• **Problems to work on**
**1.** Name every person mentioned in the Wal-Mart article, including its writer.
**2.** Please carry the Wal-Mart article forward from its final sentence.

• **Text to read**
This Indicator is Bullish

Written By Brian Hicks

Posted June 6, 2013

His nickname was “Engine Charlie,” and he’s credited with the quote, “What’s good for GM is good for the country.”

But this quote isn’t accurate…

Charles “Charlie” Wilson served as Secretary of Defense under Eisenhower and was CEO for General Motors prior to serving. That much is true.

However, one of the great urban myths of American corporate history is that Wilson once said, “What’s good for General Motors is good for America” — the point being if GM was doing fine, so was the United States.

Regardless of how it got into business lexicon, the quote has stuck for generations.

That’s because General Motors not only once dominated the auto industry in America, but across the globe. It was American pride at its best.

But that’s not exactly what happened…

In 1953, President Dwight D. Eisenhower nominated GM’s CEO Charles Wilson to be Secretary of Defense.

During the confirmation hearings, when asked if as Secretary of Defense he could make a decision contrary to the interests of General Motors, Wilson answered affirmatively — but added that he could not see such a situation, “because for years I thought what was good for the country was good for General Motors and vice versa.”

The quote isn’t the same as the urban myth, but the message is on point: The health of a major business can be the indicator of the health of its host nation. And in all honesty, it’s not a stretch to make that assumption.

Although Engine Charlie uttered those words 60 years ago, another company can lay claim to his sentiment to this today…

And that’s Wal-Mart.

As Goes Wal-Mart, So Goes the World

It was almost exactly one year ago that I wrote about the world’s greatest and largest retailer, Wal-Mart.

At the time, Wal-Mart was trading around $60 a share and breaking out to new highs. I made the case that the stock would double to $120 a share.

This past May 15, Wal-Mart touched $79.96 — up 33% since my original review of Wal-Mart back on April 2, 2012.

My colleague Chris DeHaemer recently pointed out to me that Wal-Mart is breaking out from a ten-year consolidation period.

• **Supplied data**
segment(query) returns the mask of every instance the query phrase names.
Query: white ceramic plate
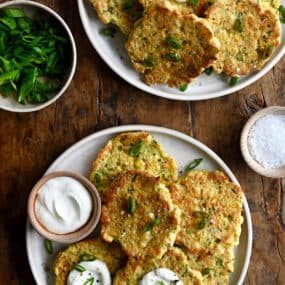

• **In response**
**1.** Brian Hicks, Charles "Charlie" Wilson, Dwight D. Eisenhower, Chris DeHaemer

**2.**
The Hammer is correct. The breakout began in the spring of 2012 when shares of Wal-Mart broke above historical resistance at $63 a share. Shares went on to make an all-time high of $75 in the fall before pulling back.

Wal-Mart’s chart is bullish:

bullishwalmartchart

It has fulfilled its short-term technical target of $80 a share. However, I maintain my long-term target of $120 a share.

Fundamentally, Wal-Mart looks great.

However, Wal-Mart is no longer a domestic story. It’s global.

And you can gauge the health of the global economy by the global expansion plans of Wal-Mart.

This past April, Wal-Mart announced that it will open 30 new stores in China. That’s where its next growth phase will come from. China’s market has a billion more customers than the United States, yet Wal-Mart has barely scratched the surface of the Chinese market.

So here’s the opportunity…

Currently, Wal-Mart operates 394 retail outlets in China. To put that into perspective, Wal-Mart operates 374 units in Canada, with its population of 30 million. In the United States, Wal-Mart controls 4,663 stores.

For Wal-Mart’s stock to rise, it has to expand. Period.

And expand it will… as will its stock price.

To put Engine Charlie’s sentiment into perspective, GM’s annual revenue is $151 billion. Wal-Mart’s is $470 billion.

What’s good for Wal-Mart is good for the world.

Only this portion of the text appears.